>>>>>

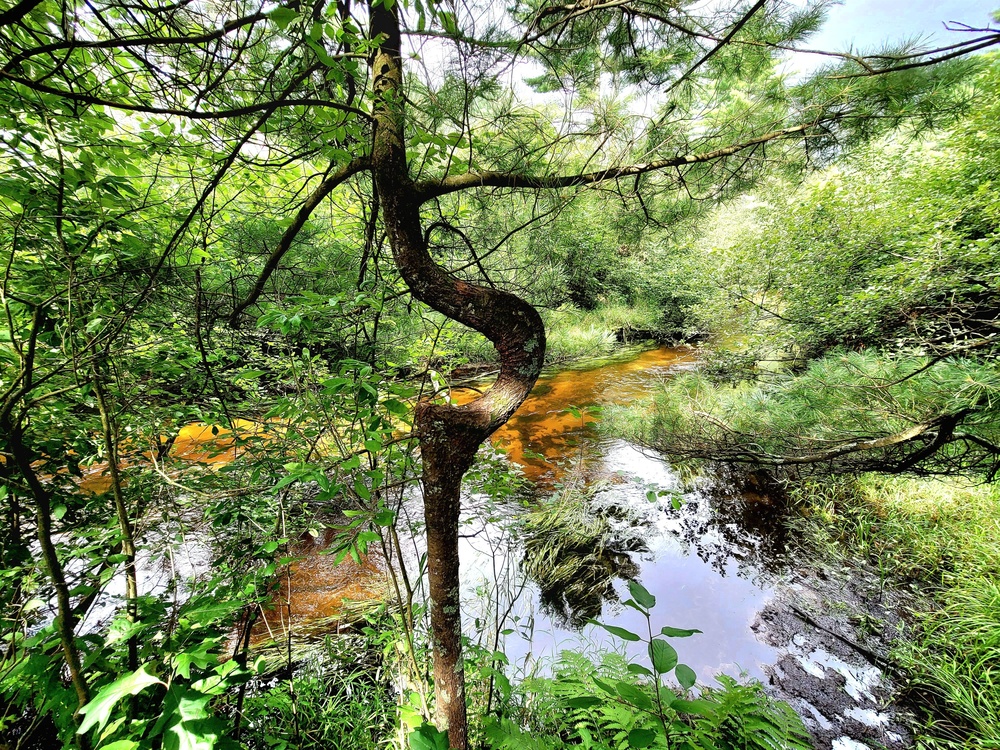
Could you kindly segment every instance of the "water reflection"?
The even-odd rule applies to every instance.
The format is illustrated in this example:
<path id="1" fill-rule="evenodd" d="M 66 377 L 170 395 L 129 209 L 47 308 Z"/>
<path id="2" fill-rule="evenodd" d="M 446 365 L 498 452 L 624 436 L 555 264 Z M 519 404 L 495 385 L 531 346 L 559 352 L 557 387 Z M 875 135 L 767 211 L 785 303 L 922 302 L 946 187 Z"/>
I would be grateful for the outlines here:
<path id="1" fill-rule="evenodd" d="M 539 588 L 539 603 L 561 627 L 581 628 L 617 601 L 614 582 L 635 578 L 630 553 L 646 552 L 639 535 L 623 533 L 614 509 L 596 507 L 593 487 L 568 488 L 535 506 L 520 524 L 521 570 Z"/>
<path id="2" fill-rule="evenodd" d="M 494 437 L 536 490 L 529 511 L 508 511 L 516 518 L 508 543 L 520 561 L 511 575 L 527 577 L 508 583 L 507 590 L 519 595 L 496 605 L 515 623 L 505 644 L 512 661 L 530 668 L 564 648 L 623 645 L 600 629 L 581 633 L 590 618 L 645 632 L 642 616 L 621 604 L 632 578 L 657 597 L 655 629 L 704 631 L 676 644 L 682 661 L 703 680 L 743 671 L 763 678 L 761 665 L 776 658 L 750 625 L 782 569 L 787 532 L 780 495 L 761 477 L 718 474 L 684 490 L 675 507 L 677 495 L 656 494 L 683 489 L 661 457 L 602 439 L 595 429 L 591 407 L 652 396 L 665 378 L 693 365 L 688 349 L 656 349 L 544 378 Z M 653 502 L 647 499 L 651 489 Z M 563 502 L 567 497 L 573 502 Z M 478 523 L 475 511 L 467 519 Z M 495 530 L 491 534 L 495 538 Z M 470 581 L 478 580 L 469 588 L 471 609 L 472 589 L 483 593 L 484 571 L 493 577 L 493 597 L 503 599 L 504 586 L 496 582 L 495 541 L 477 549 L 477 534 L 467 538 L 463 566 Z M 645 658 L 641 644 L 626 645 L 634 657 Z"/>

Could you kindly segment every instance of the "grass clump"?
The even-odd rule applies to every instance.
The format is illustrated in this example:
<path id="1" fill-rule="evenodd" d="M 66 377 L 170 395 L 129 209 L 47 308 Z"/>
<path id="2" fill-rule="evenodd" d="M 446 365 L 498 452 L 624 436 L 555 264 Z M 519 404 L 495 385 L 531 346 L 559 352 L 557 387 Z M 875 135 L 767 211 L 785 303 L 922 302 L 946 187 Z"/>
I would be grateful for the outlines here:
<path id="1" fill-rule="evenodd" d="M 543 608 L 574 627 L 617 600 L 617 578 L 638 574 L 629 553 L 641 542 L 616 528 L 609 509 L 594 507 L 594 492 L 564 488 L 521 521 L 521 570 L 538 584 Z"/>
<path id="2" fill-rule="evenodd" d="M 944 708 L 921 746 L 1000 747 L 1000 487 L 869 474 L 796 493 L 851 554 L 927 596 L 894 648 L 913 686 Z"/>

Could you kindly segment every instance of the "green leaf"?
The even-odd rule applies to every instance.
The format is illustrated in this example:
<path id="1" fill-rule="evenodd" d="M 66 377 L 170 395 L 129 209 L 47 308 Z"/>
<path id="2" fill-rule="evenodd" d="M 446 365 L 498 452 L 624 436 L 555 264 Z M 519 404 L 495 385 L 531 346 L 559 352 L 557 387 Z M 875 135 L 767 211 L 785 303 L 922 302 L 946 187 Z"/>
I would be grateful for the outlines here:
<path id="1" fill-rule="evenodd" d="M 674 669 L 674 675 L 677 677 L 677 682 L 685 690 L 690 690 L 694 687 L 694 683 L 698 681 L 698 675 L 687 664 L 678 664 Z"/>
<path id="2" fill-rule="evenodd" d="M 410 732 L 411 750 L 448 750 L 448 733 L 432 724 L 421 724 Z"/>
<path id="3" fill-rule="evenodd" d="M 591 625 L 600 625 L 602 628 L 607 630 L 611 635 L 621 638 L 623 641 L 641 641 L 642 639 L 630 630 L 625 628 L 620 628 L 617 625 L 605 625 L 603 622 L 598 622 L 597 620 L 591 620 Z"/>
<path id="4" fill-rule="evenodd" d="M 209 715 L 210 695 L 180 687 L 170 687 L 165 710 L 167 731 L 163 735 L 164 750 L 212 750 L 226 730 L 224 722 Z"/>
<path id="5" fill-rule="evenodd" d="M 653 669 L 660 674 L 669 672 L 677 666 L 677 652 L 674 647 L 660 638 L 650 641 L 649 658 L 653 662 Z"/>
<path id="6" fill-rule="evenodd" d="M 299 14 L 290 8 L 275 8 L 271 11 L 269 18 L 274 21 L 279 29 L 284 31 L 288 24 L 299 17 Z"/>
<path id="7" fill-rule="evenodd" d="M 599 706 L 602 703 L 604 701 L 595 695 L 579 695 L 576 698 L 570 698 L 566 701 L 566 705 L 570 708 L 590 708 L 592 706 Z"/>
<path id="8" fill-rule="evenodd" d="M 83 721 L 77 734 L 86 734 L 93 727 L 98 731 L 104 729 L 111 718 L 111 711 L 118 701 L 126 695 L 136 695 L 150 685 L 163 685 L 164 683 L 150 672 L 152 664 L 143 664 L 132 674 L 119 677 L 110 685 L 105 685 L 100 692 L 86 706 L 80 709 L 83 714 Z"/>
<path id="9" fill-rule="evenodd" d="M 667 636 L 667 638 L 687 638 L 688 636 L 694 635 L 695 633 L 700 633 L 700 630 L 684 630 L 682 628 L 672 628 L 668 625 L 664 625 L 660 632 Z"/>
<path id="10" fill-rule="evenodd" d="M 615 690 L 622 697 L 622 700 L 631 703 L 636 708 L 648 711 L 653 707 L 653 701 L 650 697 L 641 688 L 636 687 L 631 682 L 625 682 L 624 680 L 616 682 Z"/>
<path id="11" fill-rule="evenodd" d="M 628 670 L 629 674 L 642 675 L 643 677 L 652 677 L 653 676 L 653 673 L 651 671 L 649 671 L 648 669 L 646 669 L 641 664 L 629 664 L 626 667 L 626 669 Z"/>
<path id="12" fill-rule="evenodd" d="M 649 747 L 656 740 L 656 732 L 652 729 L 633 729 L 628 733 L 629 747 Z"/>
<path id="13" fill-rule="evenodd" d="M 646 609 L 652 609 L 656 606 L 656 597 L 646 591 L 645 587 L 638 581 L 628 582 L 628 592 L 640 606 Z"/>

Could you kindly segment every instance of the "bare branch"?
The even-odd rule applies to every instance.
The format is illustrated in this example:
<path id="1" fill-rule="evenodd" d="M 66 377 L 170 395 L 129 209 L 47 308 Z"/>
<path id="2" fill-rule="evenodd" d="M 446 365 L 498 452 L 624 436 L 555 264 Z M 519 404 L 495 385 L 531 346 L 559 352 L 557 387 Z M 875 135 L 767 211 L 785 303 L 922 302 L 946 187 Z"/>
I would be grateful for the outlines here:
<path id="1" fill-rule="evenodd" d="M 585 172 L 575 175 L 562 175 L 552 177 L 534 177 L 531 175 L 517 174 L 511 172 L 467 172 L 460 175 L 452 175 L 439 180 L 424 180 L 414 185 L 421 203 L 432 198 L 460 190 L 469 190 L 479 187 L 499 187 L 499 188 L 524 188 L 524 189 L 558 189 L 576 187 L 579 185 L 595 185 L 608 180 L 616 180 L 621 177 L 647 174 L 649 172 L 659 172 L 664 169 L 674 167 L 684 167 L 692 164 L 703 164 L 706 162 L 724 159 L 727 156 L 737 154 L 744 149 L 767 143 L 779 138 L 804 133 L 816 123 L 810 122 L 802 125 L 794 125 L 780 130 L 772 130 L 756 138 L 751 138 L 740 143 L 735 143 L 724 148 L 704 151 L 698 154 L 687 154 L 686 156 L 673 156 L 669 159 L 658 159 L 645 164 L 632 164 L 625 167 L 611 167 L 596 172 Z"/>

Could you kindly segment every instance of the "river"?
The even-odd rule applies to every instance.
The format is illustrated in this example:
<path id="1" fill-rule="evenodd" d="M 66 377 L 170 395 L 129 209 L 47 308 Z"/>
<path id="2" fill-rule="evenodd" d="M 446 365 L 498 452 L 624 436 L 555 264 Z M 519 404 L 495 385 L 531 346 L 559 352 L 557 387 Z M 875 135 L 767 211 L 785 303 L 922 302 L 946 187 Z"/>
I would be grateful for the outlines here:
<path id="1" fill-rule="evenodd" d="M 818 748 L 908 747 L 906 717 L 887 706 L 892 684 L 864 656 L 897 633 L 903 607 L 882 582 L 860 564 L 834 570 L 790 556 L 787 548 L 796 545 L 789 544 L 782 493 L 761 478 L 684 485 L 663 457 L 599 431 L 602 408 L 641 404 L 696 364 L 686 347 L 633 349 L 539 379 L 492 438 L 505 454 L 494 459 L 499 475 L 520 473 L 523 481 L 500 493 L 474 478 L 466 482 L 466 634 L 503 650 L 512 677 L 547 673 L 564 650 L 592 655 L 631 645 L 588 624 L 592 618 L 645 632 L 644 618 L 622 604 L 627 580 L 638 580 L 656 597 L 656 630 L 702 631 L 675 646 L 703 684 L 719 674 L 769 684 L 804 718 Z M 471 394 L 452 392 L 457 401 Z M 235 457 L 226 439 L 192 425 L 172 455 L 226 463 Z M 100 479 L 98 468 L 91 481 Z M 401 510 L 419 523 L 419 492 L 410 492 Z M 386 596 L 386 563 L 370 557 L 336 564 L 323 554 L 332 533 L 294 547 L 298 562 L 281 576 L 280 604 L 258 624 L 260 640 L 283 640 L 289 615 L 293 633 L 326 632 L 337 627 L 345 600 Z M 415 568 L 422 535 L 403 536 Z M 143 590 L 162 585 L 151 581 Z M 859 614 L 865 623 L 885 624 L 876 634 L 881 641 L 871 645 L 871 634 L 855 627 Z M 859 648 L 858 641 L 869 645 Z M 628 654 L 646 659 L 641 648 Z"/>

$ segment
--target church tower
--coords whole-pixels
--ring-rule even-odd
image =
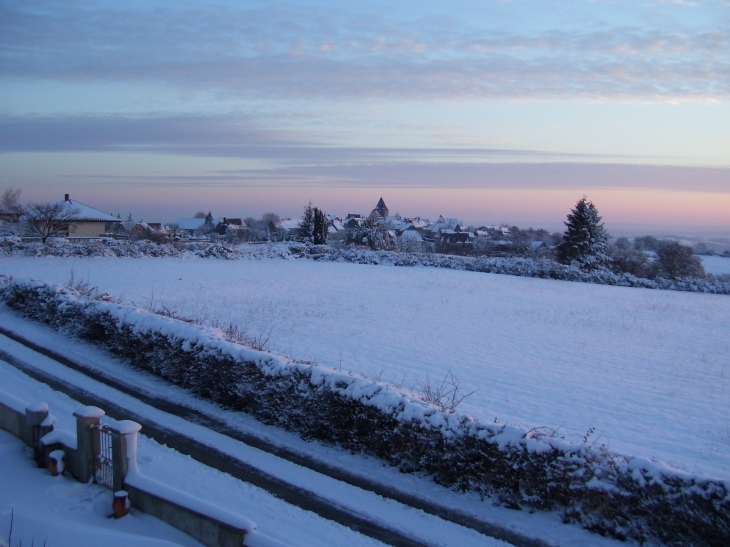
[[[383,198],[380,198],[380,201],[378,201],[378,204],[375,206],[375,209],[370,213],[370,218],[373,218],[375,220],[385,220],[388,218],[388,207],[385,205],[385,202],[383,201]]]

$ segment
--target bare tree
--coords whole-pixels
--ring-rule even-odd
[[[31,203],[24,217],[24,230],[31,237],[40,237],[45,244],[49,237],[62,234],[79,209],[67,201],[59,203]]]

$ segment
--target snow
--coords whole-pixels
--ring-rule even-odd
[[[727,256],[700,256],[706,273],[713,275],[730,275],[730,257]]]
[[[343,374],[407,387],[451,371],[477,390],[459,411],[482,421],[574,443],[595,428],[596,447],[730,476],[727,296],[278,259],[16,257],[0,270],[61,283],[73,271]]]
[[[58,459],[57,452],[51,453]],[[30,449],[0,430],[0,545],[49,547],[200,547],[189,536],[134,511],[123,519],[111,514],[111,492],[81,484],[67,475],[38,469]]]
[[[453,492],[417,475],[399,473],[396,468],[383,465],[382,462],[373,458],[302,441],[281,429],[264,426],[246,414],[222,410],[212,403],[193,397],[184,390],[170,386],[158,378],[121,366],[117,360],[105,355],[98,348],[67,339],[62,334],[56,333],[47,327],[18,318],[2,309],[0,309],[0,324],[5,328],[12,324],[12,329],[16,332],[30,337],[38,343],[53,347],[68,358],[92,363],[99,371],[120,381],[139,386],[141,390],[164,397],[169,401],[184,404],[192,409],[216,416],[230,427],[255,434],[281,446],[291,447],[329,465],[346,468],[348,471],[362,477],[376,479],[383,484],[395,486],[412,495],[436,501],[444,507],[456,508],[487,522],[528,534],[530,537],[539,538],[549,545],[560,545],[562,547],[579,547],[588,544],[597,547],[626,545],[625,543],[590,534],[575,525],[563,525],[558,513],[538,512],[530,514],[527,511],[512,511],[504,507],[496,507],[493,506],[490,500],[480,500],[476,494]],[[453,523],[444,522],[420,510],[404,507],[393,500],[384,499],[371,492],[350,487],[337,480],[324,477],[307,468],[281,460],[204,427],[167,415],[126,395],[119,394],[107,386],[98,384],[81,374],[70,371],[15,342],[0,338],[0,350],[8,352],[25,362],[32,362],[40,369],[71,382],[86,391],[110,399],[117,405],[129,408],[130,412],[146,416],[171,432],[180,431],[190,435],[200,442],[214,446],[218,450],[261,469],[265,473],[279,477],[281,480],[304,490],[313,491],[320,497],[328,499],[341,507],[349,508],[374,522],[403,530],[430,545],[458,545],[459,547],[501,547],[507,545],[504,542],[491,540]],[[48,401],[54,415],[59,417],[60,427],[68,429],[75,427],[72,413],[78,407],[78,402],[29,379],[17,369],[4,364],[2,361],[0,361],[0,378],[2,378],[3,385],[8,390],[23,393],[32,400]],[[108,419],[108,417],[104,417],[102,421]],[[250,542],[252,546],[275,545],[276,541],[287,543],[292,547],[300,545],[352,545],[353,547],[381,545],[377,541],[343,529],[341,526],[321,519],[312,513],[291,507],[258,488],[241,483],[225,473],[197,464],[190,457],[183,456],[148,439],[144,435],[144,429],[138,436],[138,440],[137,461],[141,473],[154,478],[160,483],[174,485],[175,489],[187,492],[253,520],[258,527],[257,534],[254,536],[255,540]],[[0,473],[1,489],[2,473]],[[2,507],[1,496],[0,507]],[[133,509],[132,515],[134,514]],[[248,543],[249,540],[247,539]]]
[[[74,411],[79,418],[101,418],[105,412],[96,406],[82,406]]]

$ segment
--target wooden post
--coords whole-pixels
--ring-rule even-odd
[[[114,490],[124,488],[124,478],[137,468],[137,433],[142,426],[132,420],[120,420],[109,426],[112,430],[112,460]]]
[[[25,422],[31,426],[31,446],[33,447],[33,458],[38,467],[45,467],[43,450],[41,447],[41,424],[48,417],[48,405],[36,403],[25,409]]]
[[[76,464],[71,472],[80,482],[94,478],[94,439],[99,437],[99,420],[105,412],[95,406],[84,406],[74,412],[76,417]]]

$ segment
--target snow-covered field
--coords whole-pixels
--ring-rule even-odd
[[[730,477],[728,296],[304,260],[0,259],[14,277],[72,272],[343,371],[405,386],[451,371],[482,420]]]
[[[702,266],[705,268],[705,272],[713,275],[728,275],[730,274],[730,257],[726,256],[701,256]]]

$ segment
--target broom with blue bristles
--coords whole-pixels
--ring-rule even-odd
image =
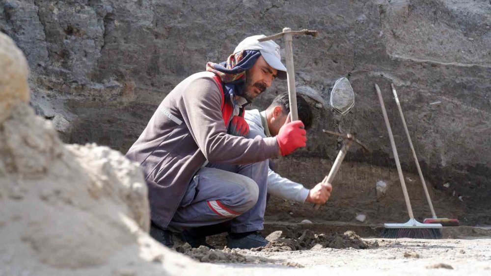
[[[408,189],[406,187],[404,181],[404,176],[401,169],[401,163],[399,162],[399,155],[397,154],[397,150],[394,142],[394,137],[392,131],[389,124],[389,119],[387,116],[385,106],[383,104],[383,99],[380,92],[380,88],[376,84],[375,90],[379,96],[379,100],[382,108],[382,113],[383,114],[383,119],[385,121],[387,131],[389,133],[389,139],[390,140],[390,146],[394,153],[394,158],[396,160],[396,167],[397,167],[397,172],[399,174],[399,180],[401,181],[401,186],[402,186],[402,192],[404,194],[404,200],[406,201],[406,207],[408,208],[408,214],[409,215],[409,221],[404,224],[384,224],[383,230],[380,235],[383,238],[412,238],[416,239],[439,239],[441,238],[442,226],[439,224],[422,224],[414,219],[412,214],[412,208],[411,207],[411,202],[409,200],[409,195],[408,194]]]

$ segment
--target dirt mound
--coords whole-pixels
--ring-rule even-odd
[[[223,250],[210,249],[205,246],[191,248],[189,244],[179,246],[176,251],[203,263],[246,263],[247,259],[237,251],[225,248]]]
[[[354,248],[367,249],[378,247],[377,242],[365,242],[353,231],[347,231],[344,234],[315,234],[310,230],[305,230],[294,237],[284,236],[281,231],[273,232],[266,237],[270,243],[264,248],[255,250],[258,251],[276,252],[295,251],[321,248]]]
[[[0,275],[211,272],[148,235],[138,164],[106,147],[65,145],[34,114],[27,68],[0,34]]]

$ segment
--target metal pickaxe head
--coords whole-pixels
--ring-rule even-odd
[[[331,131],[330,130],[327,130],[326,129],[323,129],[322,131],[324,131],[324,133],[328,133],[332,135],[340,137],[343,139],[350,140],[352,142],[355,142],[356,144],[359,145],[361,147],[361,148],[363,149],[364,151],[368,151],[368,149],[364,145],[363,145],[363,143],[362,143],[360,141],[360,140],[355,138],[355,133],[353,134],[348,133],[346,134],[343,134],[342,133],[338,133],[337,132],[334,132],[334,131]]]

<<<<<

_WRITTEN EXERCISE_:
Pull out every line of the listing above that contains the string "snow".

_COMPLETED EXERCISE_:
--target snow
--target snow-covered field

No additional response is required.